TASK ITEM —
Please copy each line below that contains the word "ceiling".

Items from a dataset —
————————

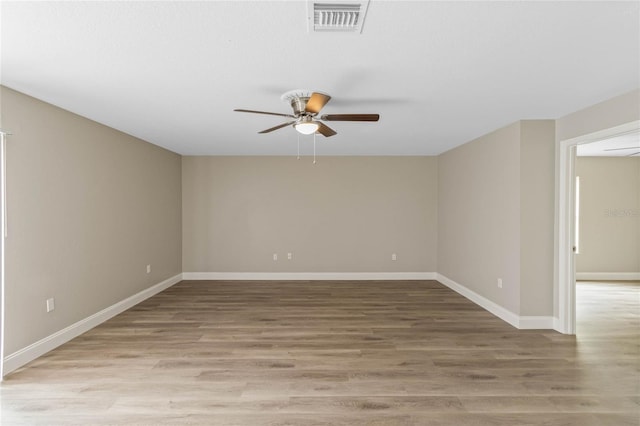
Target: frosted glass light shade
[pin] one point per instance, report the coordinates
(307, 128)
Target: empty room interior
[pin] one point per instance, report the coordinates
(320, 213)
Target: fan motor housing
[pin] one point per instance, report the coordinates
(298, 100)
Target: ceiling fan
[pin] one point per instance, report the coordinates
(306, 107)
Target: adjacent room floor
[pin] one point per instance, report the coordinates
(336, 353)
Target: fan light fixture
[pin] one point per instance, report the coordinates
(306, 126)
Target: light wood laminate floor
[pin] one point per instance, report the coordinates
(336, 353)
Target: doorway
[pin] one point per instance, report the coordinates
(565, 272)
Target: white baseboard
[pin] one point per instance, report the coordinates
(308, 276)
(608, 276)
(42, 346)
(519, 322)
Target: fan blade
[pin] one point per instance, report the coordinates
(280, 126)
(350, 117)
(265, 112)
(316, 102)
(325, 130)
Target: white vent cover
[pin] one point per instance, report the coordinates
(337, 16)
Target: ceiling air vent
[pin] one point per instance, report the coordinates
(337, 16)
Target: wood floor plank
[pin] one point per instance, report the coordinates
(336, 353)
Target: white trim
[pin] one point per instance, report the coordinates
(42, 346)
(536, 323)
(308, 276)
(564, 272)
(608, 276)
(483, 302)
(519, 322)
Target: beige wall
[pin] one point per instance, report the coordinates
(88, 209)
(344, 214)
(495, 211)
(609, 214)
(537, 173)
(479, 211)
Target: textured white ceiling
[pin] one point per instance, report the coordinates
(438, 73)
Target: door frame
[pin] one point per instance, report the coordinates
(564, 271)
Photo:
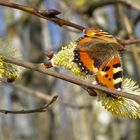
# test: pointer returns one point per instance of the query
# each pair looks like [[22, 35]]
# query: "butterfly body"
[[97, 53]]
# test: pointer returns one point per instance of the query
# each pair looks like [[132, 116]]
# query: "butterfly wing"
[[99, 57], [110, 73]]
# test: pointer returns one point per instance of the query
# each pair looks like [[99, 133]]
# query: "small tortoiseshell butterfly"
[[97, 53]]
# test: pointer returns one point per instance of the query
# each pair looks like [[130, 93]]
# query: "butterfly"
[[97, 53]]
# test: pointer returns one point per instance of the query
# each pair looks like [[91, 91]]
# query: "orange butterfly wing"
[[97, 53], [110, 73]]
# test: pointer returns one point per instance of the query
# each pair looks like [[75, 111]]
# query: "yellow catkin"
[[119, 106]]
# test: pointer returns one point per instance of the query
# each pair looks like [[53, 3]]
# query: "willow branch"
[[42, 69], [46, 14], [41, 109], [46, 97], [51, 15]]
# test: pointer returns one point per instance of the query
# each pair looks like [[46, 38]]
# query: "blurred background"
[[79, 117]]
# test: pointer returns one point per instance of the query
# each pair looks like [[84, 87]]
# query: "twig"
[[102, 3], [46, 14], [41, 109], [45, 97], [51, 15], [42, 69]]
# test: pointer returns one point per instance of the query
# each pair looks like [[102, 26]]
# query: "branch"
[[45, 97], [41, 109], [42, 69], [102, 3], [51, 15], [46, 14]]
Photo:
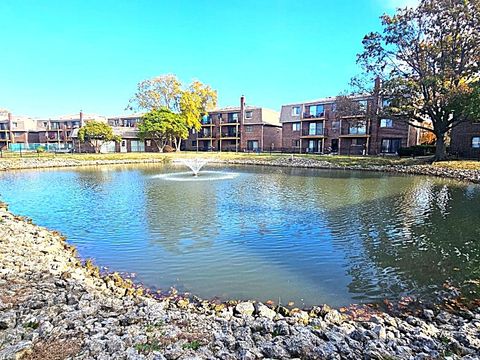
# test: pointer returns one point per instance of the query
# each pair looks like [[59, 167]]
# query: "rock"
[[245, 308], [428, 314], [333, 317], [15, 351], [265, 311], [380, 331], [300, 316]]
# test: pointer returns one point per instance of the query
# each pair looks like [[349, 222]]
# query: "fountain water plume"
[[194, 164]]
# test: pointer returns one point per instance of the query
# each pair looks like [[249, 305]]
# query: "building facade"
[[465, 140], [243, 128], [321, 126]]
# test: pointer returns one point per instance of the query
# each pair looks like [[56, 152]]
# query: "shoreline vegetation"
[[55, 306], [458, 169]]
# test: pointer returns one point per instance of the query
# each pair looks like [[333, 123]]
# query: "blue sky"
[[62, 56]]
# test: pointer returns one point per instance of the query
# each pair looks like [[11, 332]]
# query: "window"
[[358, 142], [233, 117], [359, 128], [315, 111], [315, 129], [391, 146], [362, 104], [252, 145], [476, 142], [386, 123]]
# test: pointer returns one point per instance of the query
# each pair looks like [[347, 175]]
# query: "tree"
[[153, 94], [429, 63], [165, 92], [163, 126], [195, 102], [96, 133]]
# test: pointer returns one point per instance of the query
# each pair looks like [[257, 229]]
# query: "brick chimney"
[[242, 120], [10, 127]]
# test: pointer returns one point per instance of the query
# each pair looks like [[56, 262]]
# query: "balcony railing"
[[229, 134], [202, 135], [314, 132], [317, 115], [229, 121], [360, 131]]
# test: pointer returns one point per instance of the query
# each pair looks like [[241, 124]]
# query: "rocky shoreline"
[[54, 307]]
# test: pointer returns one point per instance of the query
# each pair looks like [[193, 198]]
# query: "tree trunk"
[[440, 148], [178, 143]]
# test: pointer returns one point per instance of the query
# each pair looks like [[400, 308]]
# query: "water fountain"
[[195, 165]]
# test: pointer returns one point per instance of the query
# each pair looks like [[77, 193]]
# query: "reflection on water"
[[311, 236]]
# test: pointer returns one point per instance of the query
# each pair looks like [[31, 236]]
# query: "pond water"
[[302, 235]]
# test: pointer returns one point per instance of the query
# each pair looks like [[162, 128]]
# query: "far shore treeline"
[[425, 64]]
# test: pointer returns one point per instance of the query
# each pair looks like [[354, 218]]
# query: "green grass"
[[338, 160], [459, 165]]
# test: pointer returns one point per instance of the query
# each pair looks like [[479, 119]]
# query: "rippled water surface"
[[308, 236]]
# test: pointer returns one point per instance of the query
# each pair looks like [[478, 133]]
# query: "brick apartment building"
[[465, 140], [15, 131], [317, 127], [243, 128]]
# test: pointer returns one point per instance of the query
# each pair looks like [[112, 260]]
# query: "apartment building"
[[16, 131], [465, 140], [320, 126], [242, 128]]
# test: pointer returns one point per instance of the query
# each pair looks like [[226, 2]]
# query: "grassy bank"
[[337, 160]]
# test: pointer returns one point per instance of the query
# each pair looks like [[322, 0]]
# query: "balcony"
[[318, 115], [354, 132], [229, 135], [229, 122], [206, 121], [206, 135], [318, 132]]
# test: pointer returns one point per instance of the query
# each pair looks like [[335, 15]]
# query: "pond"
[[304, 235]]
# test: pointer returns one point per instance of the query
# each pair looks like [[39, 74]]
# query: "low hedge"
[[417, 150]]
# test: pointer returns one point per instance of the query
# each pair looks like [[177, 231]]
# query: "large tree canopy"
[[97, 133], [429, 61], [163, 126], [166, 92]]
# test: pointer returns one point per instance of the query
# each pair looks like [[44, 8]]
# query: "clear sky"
[[60, 56]]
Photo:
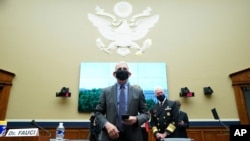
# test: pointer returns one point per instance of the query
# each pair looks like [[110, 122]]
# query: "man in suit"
[[183, 122], [164, 116], [108, 110]]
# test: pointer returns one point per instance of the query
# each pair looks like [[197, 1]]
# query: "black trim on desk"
[[24, 124]]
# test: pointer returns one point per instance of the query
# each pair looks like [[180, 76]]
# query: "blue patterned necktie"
[[122, 105]]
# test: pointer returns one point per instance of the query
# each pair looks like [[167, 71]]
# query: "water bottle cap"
[[60, 124]]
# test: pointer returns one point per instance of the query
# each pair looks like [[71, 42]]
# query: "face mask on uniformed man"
[[122, 74], [161, 97]]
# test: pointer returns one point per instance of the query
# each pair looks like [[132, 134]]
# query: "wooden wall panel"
[[196, 133]]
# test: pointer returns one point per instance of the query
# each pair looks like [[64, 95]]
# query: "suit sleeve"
[[174, 121]]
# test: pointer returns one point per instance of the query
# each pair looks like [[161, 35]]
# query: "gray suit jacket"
[[107, 110]]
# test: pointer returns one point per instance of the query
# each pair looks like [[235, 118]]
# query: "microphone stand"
[[33, 122]]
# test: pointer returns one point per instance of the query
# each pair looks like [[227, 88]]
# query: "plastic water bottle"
[[60, 132]]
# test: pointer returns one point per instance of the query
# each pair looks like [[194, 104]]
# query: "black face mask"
[[161, 97], [122, 74]]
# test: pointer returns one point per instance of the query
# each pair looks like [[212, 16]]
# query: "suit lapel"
[[129, 97], [114, 96]]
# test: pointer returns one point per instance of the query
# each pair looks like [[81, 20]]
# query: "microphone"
[[33, 122], [216, 116]]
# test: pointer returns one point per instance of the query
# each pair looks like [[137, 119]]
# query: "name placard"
[[22, 132]]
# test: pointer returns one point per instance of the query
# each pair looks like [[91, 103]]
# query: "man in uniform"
[[164, 116]]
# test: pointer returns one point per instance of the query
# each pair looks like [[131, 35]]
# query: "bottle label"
[[60, 132]]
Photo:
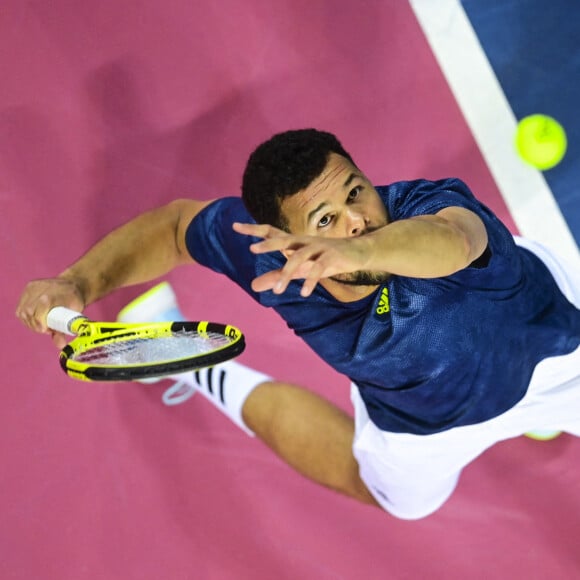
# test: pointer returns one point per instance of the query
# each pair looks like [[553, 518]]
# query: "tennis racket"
[[113, 351]]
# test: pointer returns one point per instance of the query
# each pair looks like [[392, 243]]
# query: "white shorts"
[[411, 476]]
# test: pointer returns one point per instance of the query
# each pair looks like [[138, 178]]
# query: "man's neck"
[[347, 292]]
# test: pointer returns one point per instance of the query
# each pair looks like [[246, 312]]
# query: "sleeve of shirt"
[[407, 199], [212, 242]]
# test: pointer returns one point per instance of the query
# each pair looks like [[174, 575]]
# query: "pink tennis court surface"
[[110, 108]]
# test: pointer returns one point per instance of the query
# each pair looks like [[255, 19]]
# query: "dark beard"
[[362, 278]]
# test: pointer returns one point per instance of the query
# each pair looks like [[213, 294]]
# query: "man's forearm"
[[424, 247], [140, 250]]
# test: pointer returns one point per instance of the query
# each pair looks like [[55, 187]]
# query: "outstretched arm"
[[143, 249], [428, 246]]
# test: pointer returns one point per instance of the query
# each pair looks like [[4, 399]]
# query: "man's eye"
[[324, 221]]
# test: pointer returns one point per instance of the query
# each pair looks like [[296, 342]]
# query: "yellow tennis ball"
[[541, 141]]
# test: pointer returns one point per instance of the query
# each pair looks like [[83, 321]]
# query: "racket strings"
[[153, 349]]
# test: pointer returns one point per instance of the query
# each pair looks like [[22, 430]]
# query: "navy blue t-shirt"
[[426, 354]]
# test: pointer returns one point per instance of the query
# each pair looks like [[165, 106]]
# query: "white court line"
[[493, 124]]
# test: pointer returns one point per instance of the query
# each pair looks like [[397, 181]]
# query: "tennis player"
[[454, 334]]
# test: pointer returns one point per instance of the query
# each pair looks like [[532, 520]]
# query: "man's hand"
[[311, 258], [39, 296]]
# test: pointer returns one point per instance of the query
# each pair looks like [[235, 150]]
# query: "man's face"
[[340, 203]]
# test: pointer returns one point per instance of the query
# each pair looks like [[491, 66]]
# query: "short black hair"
[[282, 166]]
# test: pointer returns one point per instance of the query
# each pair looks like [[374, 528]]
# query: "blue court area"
[[110, 108], [534, 49]]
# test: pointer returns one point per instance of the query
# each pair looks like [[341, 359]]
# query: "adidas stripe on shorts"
[[411, 476]]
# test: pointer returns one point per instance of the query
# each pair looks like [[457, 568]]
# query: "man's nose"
[[355, 223]]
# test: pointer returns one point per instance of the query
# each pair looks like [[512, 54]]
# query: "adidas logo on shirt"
[[383, 307]]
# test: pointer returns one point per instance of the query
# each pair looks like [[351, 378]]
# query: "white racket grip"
[[60, 319]]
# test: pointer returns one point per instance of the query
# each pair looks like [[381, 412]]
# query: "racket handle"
[[61, 319]]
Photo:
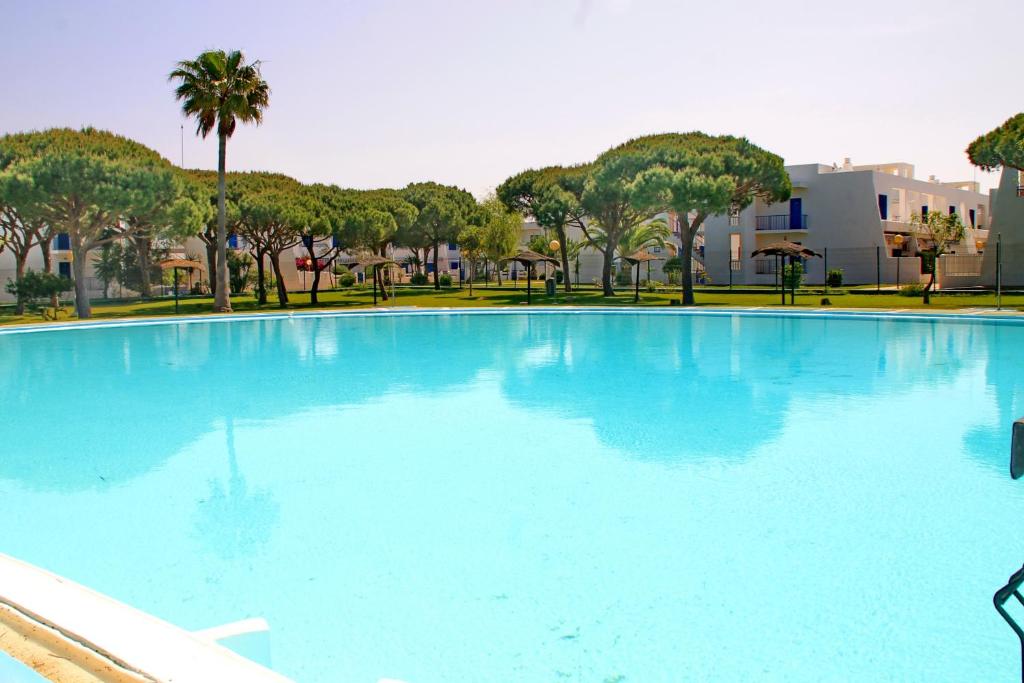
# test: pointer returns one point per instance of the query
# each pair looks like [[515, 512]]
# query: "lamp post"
[[898, 241], [554, 246]]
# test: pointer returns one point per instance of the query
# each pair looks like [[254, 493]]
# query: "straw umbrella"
[[174, 263], [782, 250], [373, 261], [529, 258], [636, 259]]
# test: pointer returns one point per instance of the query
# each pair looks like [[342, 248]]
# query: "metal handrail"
[[1012, 589], [782, 221]]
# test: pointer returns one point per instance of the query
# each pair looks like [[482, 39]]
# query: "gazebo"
[[636, 259], [529, 258], [373, 261], [177, 263], [781, 250]]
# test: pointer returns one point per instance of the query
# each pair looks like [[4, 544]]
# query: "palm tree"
[[220, 89]]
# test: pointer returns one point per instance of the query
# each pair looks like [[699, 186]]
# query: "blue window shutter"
[[796, 213]]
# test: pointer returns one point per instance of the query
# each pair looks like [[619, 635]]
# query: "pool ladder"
[[1012, 589]]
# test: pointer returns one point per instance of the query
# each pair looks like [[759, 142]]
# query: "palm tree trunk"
[[142, 249], [81, 294], [211, 261], [20, 258], [222, 298], [686, 259], [437, 284], [260, 278], [280, 276], [609, 254], [315, 265], [44, 246], [564, 252]]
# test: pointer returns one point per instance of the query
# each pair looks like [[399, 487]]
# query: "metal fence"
[[882, 266]]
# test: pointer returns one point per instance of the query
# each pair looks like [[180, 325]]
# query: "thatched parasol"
[[529, 259], [781, 250], [373, 261], [636, 259], [175, 263], [791, 249]]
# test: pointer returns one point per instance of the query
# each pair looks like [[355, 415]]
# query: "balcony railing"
[[781, 222]]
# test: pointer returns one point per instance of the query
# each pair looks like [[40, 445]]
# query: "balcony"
[[783, 222]]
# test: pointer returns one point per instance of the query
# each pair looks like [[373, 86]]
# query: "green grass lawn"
[[482, 297]]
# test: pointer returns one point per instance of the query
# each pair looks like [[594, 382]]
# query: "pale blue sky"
[[467, 92]]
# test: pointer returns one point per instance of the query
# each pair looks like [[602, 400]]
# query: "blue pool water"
[[536, 498]]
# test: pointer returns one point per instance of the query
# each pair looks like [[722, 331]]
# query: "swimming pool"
[[592, 497]]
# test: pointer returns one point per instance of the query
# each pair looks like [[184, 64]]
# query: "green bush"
[[793, 275], [911, 290], [35, 287]]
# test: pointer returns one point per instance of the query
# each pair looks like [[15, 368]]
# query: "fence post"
[[826, 269], [998, 270], [878, 268]]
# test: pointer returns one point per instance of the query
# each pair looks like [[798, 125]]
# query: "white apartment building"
[[860, 214], [60, 259]]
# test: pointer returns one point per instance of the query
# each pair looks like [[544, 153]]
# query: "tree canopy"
[[87, 183], [1003, 146]]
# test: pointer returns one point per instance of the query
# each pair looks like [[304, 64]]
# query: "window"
[[735, 247]]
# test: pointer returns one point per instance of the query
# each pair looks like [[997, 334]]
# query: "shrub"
[[911, 290], [35, 287], [793, 275]]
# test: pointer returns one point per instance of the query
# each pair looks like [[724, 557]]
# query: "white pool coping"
[[966, 314], [98, 633]]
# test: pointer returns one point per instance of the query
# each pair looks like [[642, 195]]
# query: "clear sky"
[[370, 94]]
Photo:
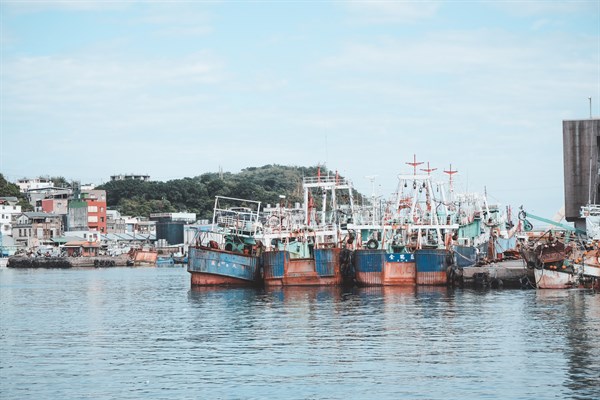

————————

SOLUTION FOR THIS EXERCISE —
Target: ceiling fan
Target: ceiling air vent
Target: textured white ceiling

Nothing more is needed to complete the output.